▶ _Task material_:
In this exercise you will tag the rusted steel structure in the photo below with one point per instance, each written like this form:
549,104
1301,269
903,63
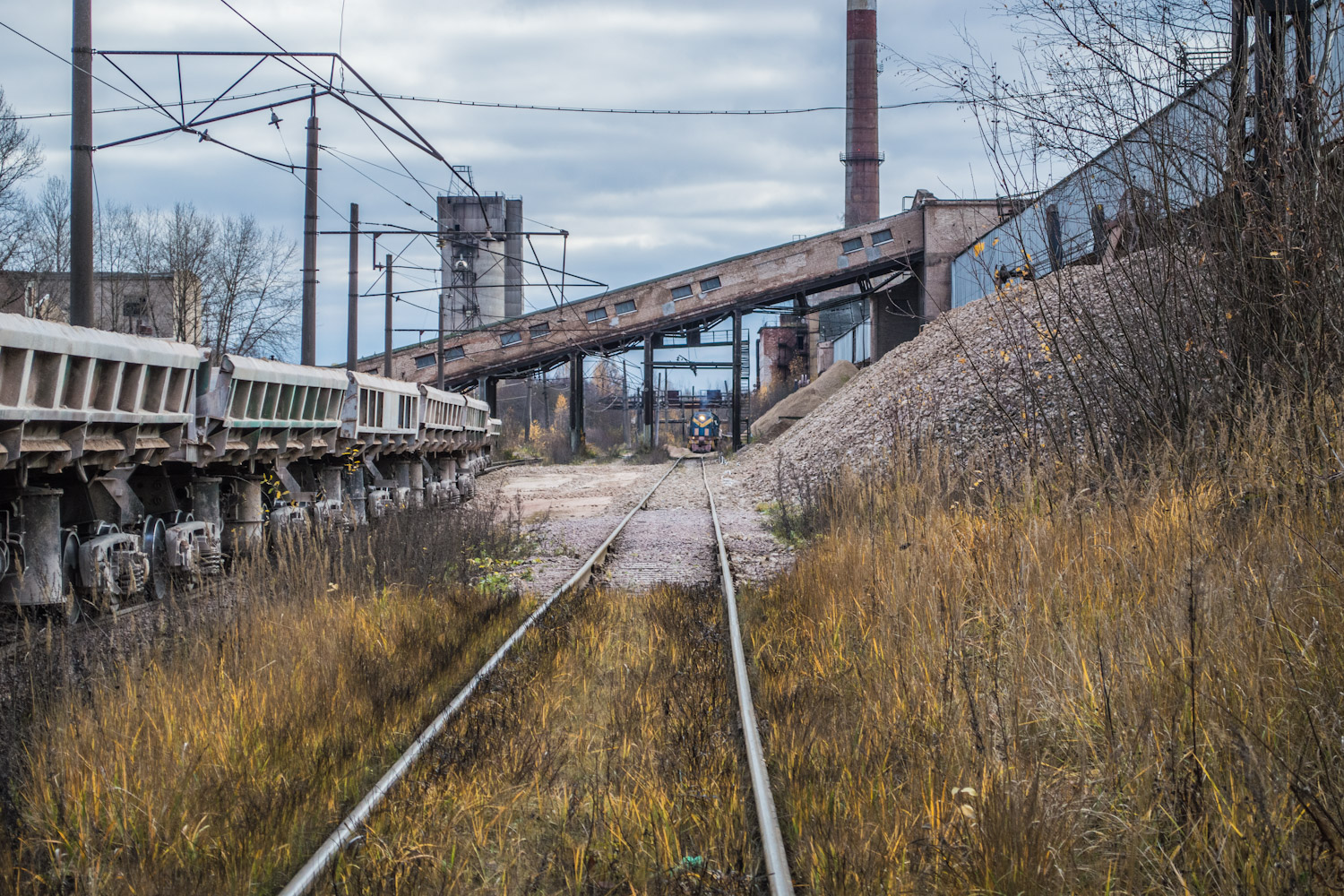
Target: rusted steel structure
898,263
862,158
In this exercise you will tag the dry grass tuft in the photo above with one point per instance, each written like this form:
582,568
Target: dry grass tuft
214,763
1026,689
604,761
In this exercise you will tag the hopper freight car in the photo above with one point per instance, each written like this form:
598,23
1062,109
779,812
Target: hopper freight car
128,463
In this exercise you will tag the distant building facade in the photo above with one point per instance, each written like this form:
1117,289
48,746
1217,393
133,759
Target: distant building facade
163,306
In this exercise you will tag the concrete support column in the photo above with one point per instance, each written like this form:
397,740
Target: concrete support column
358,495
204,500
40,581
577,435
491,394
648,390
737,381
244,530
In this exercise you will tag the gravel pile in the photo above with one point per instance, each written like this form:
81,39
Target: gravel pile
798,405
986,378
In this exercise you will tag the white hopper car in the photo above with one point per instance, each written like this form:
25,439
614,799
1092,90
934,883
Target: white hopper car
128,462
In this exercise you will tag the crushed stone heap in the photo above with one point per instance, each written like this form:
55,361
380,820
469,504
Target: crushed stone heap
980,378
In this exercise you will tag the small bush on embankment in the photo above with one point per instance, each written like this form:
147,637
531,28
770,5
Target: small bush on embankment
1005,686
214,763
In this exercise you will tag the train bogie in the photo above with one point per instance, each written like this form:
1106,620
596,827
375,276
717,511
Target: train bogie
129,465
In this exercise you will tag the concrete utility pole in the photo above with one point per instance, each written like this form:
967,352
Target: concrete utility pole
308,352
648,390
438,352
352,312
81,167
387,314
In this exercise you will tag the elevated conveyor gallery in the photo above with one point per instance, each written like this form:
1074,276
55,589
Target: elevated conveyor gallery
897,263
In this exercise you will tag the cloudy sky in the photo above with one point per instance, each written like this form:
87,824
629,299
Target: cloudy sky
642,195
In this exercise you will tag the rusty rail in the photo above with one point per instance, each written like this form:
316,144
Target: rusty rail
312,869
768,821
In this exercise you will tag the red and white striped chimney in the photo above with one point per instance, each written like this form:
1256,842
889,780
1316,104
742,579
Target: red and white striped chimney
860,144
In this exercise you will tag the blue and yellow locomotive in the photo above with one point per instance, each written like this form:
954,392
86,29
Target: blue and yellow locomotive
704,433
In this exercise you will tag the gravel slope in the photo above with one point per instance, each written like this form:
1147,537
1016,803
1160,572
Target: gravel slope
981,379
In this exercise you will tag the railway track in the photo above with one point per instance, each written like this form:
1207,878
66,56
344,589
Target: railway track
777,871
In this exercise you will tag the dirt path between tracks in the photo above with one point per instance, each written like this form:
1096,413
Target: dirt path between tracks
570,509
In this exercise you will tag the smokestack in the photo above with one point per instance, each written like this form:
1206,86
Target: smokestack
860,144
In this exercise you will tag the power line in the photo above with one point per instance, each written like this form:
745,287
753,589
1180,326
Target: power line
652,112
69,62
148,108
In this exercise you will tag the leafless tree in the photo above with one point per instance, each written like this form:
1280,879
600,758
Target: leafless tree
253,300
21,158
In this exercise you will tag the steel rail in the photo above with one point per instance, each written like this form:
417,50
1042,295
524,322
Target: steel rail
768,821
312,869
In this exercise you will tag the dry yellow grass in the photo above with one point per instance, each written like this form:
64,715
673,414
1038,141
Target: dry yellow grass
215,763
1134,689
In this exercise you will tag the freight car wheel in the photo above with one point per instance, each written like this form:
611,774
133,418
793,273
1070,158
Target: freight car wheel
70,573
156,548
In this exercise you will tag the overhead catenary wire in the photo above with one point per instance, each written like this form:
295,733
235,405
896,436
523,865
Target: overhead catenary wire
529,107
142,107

▶ _Set problem_: Convert all of the data above into a Markdown table with the columns "Row" and "Line." Number each line in the Row column, skip blank lines, and leave the pictures out.

▶ _Answer to the exercise_:
| Row | Line |
|---|---|
| 1 | In this exercise you will tag the rusted steel structure in the photo below with one point per instance, each written like this form: |
| 2 | 549,104 |
| 3 | 1301,269 |
| 4 | 903,63 |
| 5 | Target: rusted steel structure |
| 6 | 898,263 |
| 7 | 862,158 |
| 8 | In this exercise you will tag the dry grass tuft in the photo above with one point per instance, each written like this form: |
| 9 | 582,568 |
| 10 | Target: dry grass tuft |
| 11 | 214,763 |
| 12 | 1026,689 |
| 13 | 604,761 |
| 14 | In this exercise you will tag the hopper freight car in the photo above with one point per instance, each written like this form: |
| 15 | 598,23 |
| 16 | 1062,109 |
| 17 | 779,812 |
| 18 | Target: hopper freight car |
| 19 | 128,463 |
| 20 | In this exercise you will tag the distant building facade in the photo above with one point per instance, each written like this form: |
| 21 | 1117,289 |
| 22 | 48,746 |
| 23 | 1217,393 |
| 24 | 133,759 |
| 25 | Target: distant building facade |
| 26 | 163,306 |
| 27 | In this exercise you will tag the concrete support column in the photo above with one point per instance, each written like this form: |
| 28 | 397,740 |
| 29 | Target: concrete support column |
| 30 | 358,495 |
| 31 | 204,500 |
| 32 | 40,581 |
| 33 | 577,435 |
| 34 | 491,394 |
| 35 | 648,390 |
| 36 | 737,381 |
| 37 | 244,530 |
| 38 | In this exercise you will tag the gravel pile in the photo above with one point per instance, each written like this form: |
| 39 | 81,39 |
| 40 | Target: gravel pile |
| 41 | 798,405 |
| 42 | 986,378 |
| 43 | In this exercise you will tag the white hopper car in the photo above with one point per instance, each written like this form: |
| 44 | 25,439 |
| 45 | 614,799 |
| 46 | 1092,90 |
| 47 | 934,883 |
| 48 | Target: white hopper car |
| 49 | 128,462 |
| 50 | In this exercise you will tag the crushed stone heap in the photo above with one point per instance, each written like this form: |
| 51 | 55,361 |
| 52 | 380,820 |
| 53 | 469,504 |
| 54 | Target: crushed stone heap |
| 55 | 980,378 |
| 56 | In this exercise you will tag the small bush on embankment in the photo above with one point per instance, each written like this form: |
| 57 | 147,637 |
| 58 | 531,28 |
| 59 | 770,5 |
| 60 | Target: small bush on embankment |
| 61 | 1005,686 |
| 62 | 214,763 |
| 63 | In this exercise you will tag the train bogie in the photo above with one point per instance, each written like this form: |
| 64 | 1106,620 |
| 65 | 596,827 |
| 66 | 375,276 |
| 67 | 717,511 |
| 68 | Target: train bogie |
| 69 | 129,465 |
| 70 | In this exercise you will tag the concrete utility pole in the photo above with one point per instance, each written like this form: |
| 71 | 967,352 |
| 72 | Target: concrete utility pole |
| 73 | 308,352 |
| 74 | 648,390 |
| 75 | 438,352 |
| 76 | 352,312 |
| 77 | 81,167 |
| 78 | 387,314 |
| 79 | In this exercise you will tag the elevated conveyor gallery in the photo above with one point per instance, each written like this form: |
| 80 | 1074,276 |
| 81 | 55,589 |
| 82 | Target: elevated conveyor gallery |
| 83 | 897,263 |
| 84 | In this exercise you will tag the cloudy sky in the photo above with one point per instance, each written like this form: |
| 85 | 87,824 |
| 86 | 629,299 |
| 87 | Target: cloudy sky |
| 88 | 642,195 |
| 89 | In this exercise you will tag the rusty rail in the photo above with one point per instance, each written like this form: |
| 90 | 316,144 |
| 91 | Target: rusty rail |
| 92 | 312,869 |
| 93 | 768,821 |
| 94 | In this exercise you will tag the red and white striped chimney in the photo above with one point per instance, each written like this form: |
| 95 | 1256,842 |
| 96 | 889,780 |
| 97 | 1316,104 |
| 98 | 742,579 |
| 99 | Target: red and white striped chimney |
| 100 | 860,144 |
| 101 | In this exercise you will tag the blue and yellow locomotive in the photo above with one point per instance, each written like this form: |
| 102 | 954,392 |
| 103 | 86,29 |
| 104 | Target: blue and yellow locomotive |
| 105 | 704,433 |
| 106 | In this exercise you will tag the gravel slope in the photo above with one point per instance, each written like this form: |
| 107 | 1147,537 |
| 108 | 1016,803 |
| 109 | 1160,572 |
| 110 | Target: gravel slope |
| 111 | 981,379 |
| 112 | In this exercise you will tag the railway track in the photo above with one point per instance, each written like this form: |
| 113 | 1207,878 |
| 114 | 66,56 |
| 115 | 344,589 |
| 116 | Target: railway track |
| 117 | 777,871 |
| 118 | In this exercise you will tag the dirt path between tracks in the photo above with one point per instance, each written like this form: |
| 119 | 1096,413 |
| 120 | Target: dirt path between tracks |
| 121 | 570,509 |
| 122 | In this exercise you will tag the smokestack in the photo above with one point per instance, each written like this form: |
| 123 | 1206,86 |
| 124 | Target: smokestack |
| 125 | 860,144 |
| 126 | In this exercise you will tag the power line in the photo above with one point per instance, each written like this form: |
| 127 | 745,287 |
| 128 | 753,589 |
| 129 | 1180,326 |
| 130 | Target: power line |
| 131 | 652,112 |
| 132 | 69,62 |
| 133 | 148,108 |
| 134 | In this exercise you will tag the leafless tree in the photo above with one point per instance, each written like this form: |
| 135 | 1280,879 |
| 136 | 600,758 |
| 137 | Target: leafless tree |
| 138 | 253,300 |
| 139 | 21,158 |
| 140 | In this exercise you will tag the steel rail in the photo above with one point per instance, each written like this form: |
| 141 | 417,50 |
| 142 | 1042,295 |
| 143 | 524,322 |
| 144 | Target: steel rail |
| 145 | 768,821 |
| 146 | 312,869 |
| 147 | In this exercise you will tag the dry yellow grass in the photo above with one point per instance, each written like this form: |
| 148 | 64,715 |
| 149 | 673,414 |
| 150 | 1038,141 |
| 151 | Target: dry yellow grass |
| 152 | 215,763 |
| 153 | 1134,689 |
| 154 | In this exercise you will tag the freight car wheel in the photo above with one point per instance, each written like this form: |
| 155 | 611,774 |
| 156 | 133,418 |
| 157 | 793,273 |
| 158 | 1070,158 |
| 159 | Target: freight car wheel |
| 160 | 70,573 |
| 161 | 156,548 |
| 162 | In this exercise you will tag the overhead catenary wire in the photo above with one point per instance, each written like this form: |
| 163 | 295,733 |
| 164 | 235,405 |
| 165 | 896,436 |
| 166 | 523,865 |
| 167 | Target: overhead catenary wire |
| 168 | 529,107 |
| 169 | 142,107 |